• What this task involves: Word for word, transcribe the data below from the line with "Pick out the street" to the line with "Pick out the vehicle", keeping both of those lines.

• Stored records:
───

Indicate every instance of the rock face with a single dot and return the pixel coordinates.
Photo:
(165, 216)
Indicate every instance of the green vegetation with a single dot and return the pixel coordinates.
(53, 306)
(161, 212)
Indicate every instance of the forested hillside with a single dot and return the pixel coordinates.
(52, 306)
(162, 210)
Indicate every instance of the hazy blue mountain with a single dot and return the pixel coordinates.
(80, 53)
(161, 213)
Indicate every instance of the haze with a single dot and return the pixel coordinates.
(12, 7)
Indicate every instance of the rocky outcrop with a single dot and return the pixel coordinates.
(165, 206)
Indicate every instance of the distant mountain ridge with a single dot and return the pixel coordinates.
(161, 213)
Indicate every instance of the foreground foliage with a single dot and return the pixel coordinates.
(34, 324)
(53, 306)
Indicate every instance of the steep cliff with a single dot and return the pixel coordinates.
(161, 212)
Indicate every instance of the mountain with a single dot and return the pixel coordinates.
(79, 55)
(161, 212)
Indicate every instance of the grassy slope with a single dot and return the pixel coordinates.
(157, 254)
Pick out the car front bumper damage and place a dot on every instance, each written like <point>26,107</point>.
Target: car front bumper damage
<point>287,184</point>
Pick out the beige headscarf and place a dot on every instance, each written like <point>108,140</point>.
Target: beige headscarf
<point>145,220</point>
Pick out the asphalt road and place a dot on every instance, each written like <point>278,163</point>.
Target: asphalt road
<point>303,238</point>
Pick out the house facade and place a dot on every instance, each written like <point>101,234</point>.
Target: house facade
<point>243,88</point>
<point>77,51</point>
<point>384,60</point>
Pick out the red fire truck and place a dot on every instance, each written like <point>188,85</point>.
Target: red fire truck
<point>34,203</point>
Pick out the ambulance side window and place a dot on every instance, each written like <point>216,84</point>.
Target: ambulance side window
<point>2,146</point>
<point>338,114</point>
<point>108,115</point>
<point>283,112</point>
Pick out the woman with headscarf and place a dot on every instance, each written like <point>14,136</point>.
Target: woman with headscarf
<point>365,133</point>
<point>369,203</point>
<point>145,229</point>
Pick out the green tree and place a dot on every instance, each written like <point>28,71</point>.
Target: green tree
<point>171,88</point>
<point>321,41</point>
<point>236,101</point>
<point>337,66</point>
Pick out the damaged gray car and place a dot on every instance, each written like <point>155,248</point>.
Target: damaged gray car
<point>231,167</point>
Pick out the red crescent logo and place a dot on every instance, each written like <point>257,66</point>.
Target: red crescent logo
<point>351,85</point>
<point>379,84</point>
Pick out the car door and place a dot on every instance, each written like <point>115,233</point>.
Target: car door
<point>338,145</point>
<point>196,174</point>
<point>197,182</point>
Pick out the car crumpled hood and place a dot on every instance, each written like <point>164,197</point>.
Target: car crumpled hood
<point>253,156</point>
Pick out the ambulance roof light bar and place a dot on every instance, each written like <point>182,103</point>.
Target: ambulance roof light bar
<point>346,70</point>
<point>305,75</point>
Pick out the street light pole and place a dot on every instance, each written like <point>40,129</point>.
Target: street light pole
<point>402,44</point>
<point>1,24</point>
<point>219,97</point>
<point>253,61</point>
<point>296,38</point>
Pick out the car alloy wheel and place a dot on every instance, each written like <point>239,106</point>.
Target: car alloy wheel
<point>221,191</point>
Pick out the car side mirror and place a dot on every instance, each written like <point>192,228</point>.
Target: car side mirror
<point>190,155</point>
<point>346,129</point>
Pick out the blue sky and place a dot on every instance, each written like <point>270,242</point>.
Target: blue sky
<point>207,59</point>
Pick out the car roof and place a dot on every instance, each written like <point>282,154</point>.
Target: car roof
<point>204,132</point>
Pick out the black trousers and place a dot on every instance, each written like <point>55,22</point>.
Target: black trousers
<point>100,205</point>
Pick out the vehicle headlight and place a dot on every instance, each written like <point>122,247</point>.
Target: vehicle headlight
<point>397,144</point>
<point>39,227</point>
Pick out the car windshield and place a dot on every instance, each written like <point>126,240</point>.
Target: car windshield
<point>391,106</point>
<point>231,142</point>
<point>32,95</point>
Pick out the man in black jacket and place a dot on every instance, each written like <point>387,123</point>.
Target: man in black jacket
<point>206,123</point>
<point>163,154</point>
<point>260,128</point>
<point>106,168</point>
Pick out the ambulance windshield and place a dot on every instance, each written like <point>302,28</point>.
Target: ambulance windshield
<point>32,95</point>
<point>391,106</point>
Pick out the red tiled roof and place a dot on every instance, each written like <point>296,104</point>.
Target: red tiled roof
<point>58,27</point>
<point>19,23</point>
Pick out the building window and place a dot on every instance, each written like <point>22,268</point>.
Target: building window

───

• Answer area:
Pick out the street light pole and place a dot on every instance, each written like <point>40,129</point>.
Target: street light pole
<point>402,44</point>
<point>1,24</point>
<point>219,97</point>
<point>253,61</point>
<point>296,38</point>
Pick out the car alloy wheel and place a dot on every instance, each written like <point>239,106</point>.
Target: car alloy wheel
<point>221,191</point>
Pick out the car side mirror and place a dot on every instance, each written like <point>192,228</point>.
Target: car side mirror
<point>190,155</point>
<point>346,129</point>
Pick out the blue sky and place a dot on every instance, each written like <point>270,242</point>.
Target: blue sky
<point>207,59</point>
Pick out the car roof and place a dot on every instance, each written like <point>282,154</point>.
Target: car roof
<point>204,132</point>
Pick out the black trousers and place a dot on every instance, each written like <point>55,22</point>.
Target: black trousers
<point>100,205</point>
Pick out the vehicle headlight and place a dot on every instance, each written like <point>122,247</point>.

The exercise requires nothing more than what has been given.